Count the lines in the items below that contain the string "green". Reply with that number alone.

■ TASK MATERIAL
- - -
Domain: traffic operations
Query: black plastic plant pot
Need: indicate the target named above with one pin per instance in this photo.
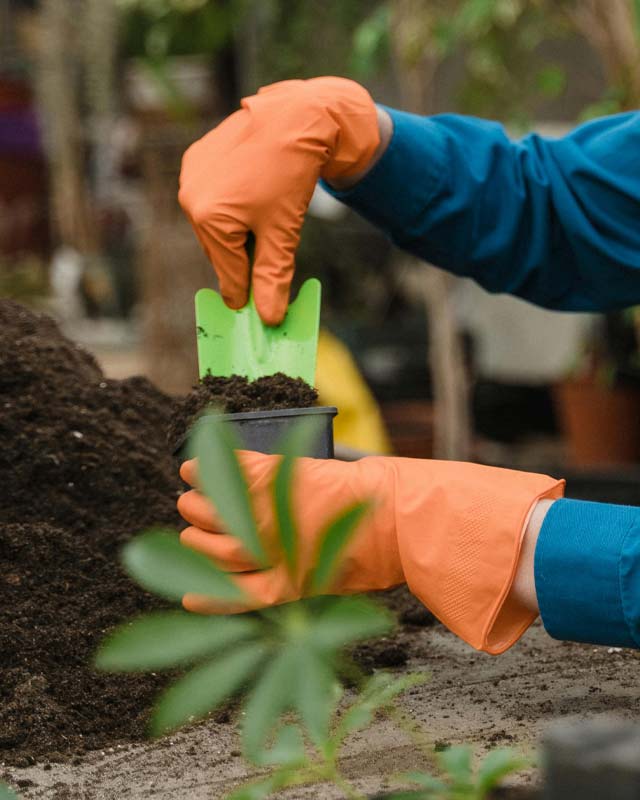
(262, 430)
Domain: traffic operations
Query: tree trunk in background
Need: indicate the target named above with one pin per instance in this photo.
(415, 64)
(172, 267)
(99, 53)
(57, 85)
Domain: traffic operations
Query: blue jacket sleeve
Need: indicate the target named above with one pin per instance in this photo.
(553, 221)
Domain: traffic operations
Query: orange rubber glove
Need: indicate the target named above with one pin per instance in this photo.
(451, 531)
(257, 171)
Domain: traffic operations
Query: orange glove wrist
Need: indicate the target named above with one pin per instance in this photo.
(452, 531)
(257, 170)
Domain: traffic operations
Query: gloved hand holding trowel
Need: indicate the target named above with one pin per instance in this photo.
(554, 222)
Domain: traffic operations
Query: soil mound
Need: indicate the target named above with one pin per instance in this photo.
(235, 394)
(83, 467)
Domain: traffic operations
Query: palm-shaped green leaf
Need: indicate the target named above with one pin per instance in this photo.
(350, 619)
(288, 749)
(456, 761)
(221, 479)
(271, 696)
(205, 687)
(332, 543)
(160, 564)
(315, 698)
(163, 640)
(379, 692)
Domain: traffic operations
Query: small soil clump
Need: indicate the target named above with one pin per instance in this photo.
(83, 467)
(235, 394)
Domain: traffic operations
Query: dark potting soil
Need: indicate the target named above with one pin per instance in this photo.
(236, 394)
(83, 467)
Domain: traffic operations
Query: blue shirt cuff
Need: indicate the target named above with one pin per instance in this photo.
(587, 573)
(383, 196)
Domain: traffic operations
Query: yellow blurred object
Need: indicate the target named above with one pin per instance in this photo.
(359, 424)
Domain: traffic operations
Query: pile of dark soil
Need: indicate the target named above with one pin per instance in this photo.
(235, 394)
(83, 467)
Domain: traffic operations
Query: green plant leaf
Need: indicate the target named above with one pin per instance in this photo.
(205, 687)
(288, 749)
(350, 619)
(270, 697)
(160, 564)
(379, 691)
(496, 766)
(315, 698)
(295, 444)
(332, 543)
(456, 762)
(221, 479)
(169, 639)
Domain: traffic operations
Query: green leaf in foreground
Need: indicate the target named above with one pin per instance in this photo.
(263, 788)
(296, 443)
(379, 692)
(168, 639)
(456, 762)
(350, 619)
(332, 543)
(160, 564)
(288, 749)
(270, 697)
(496, 766)
(221, 478)
(315, 698)
(205, 687)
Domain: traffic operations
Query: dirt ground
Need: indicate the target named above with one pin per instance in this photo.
- - -
■ ANSWER TO THIS EXERCISE
3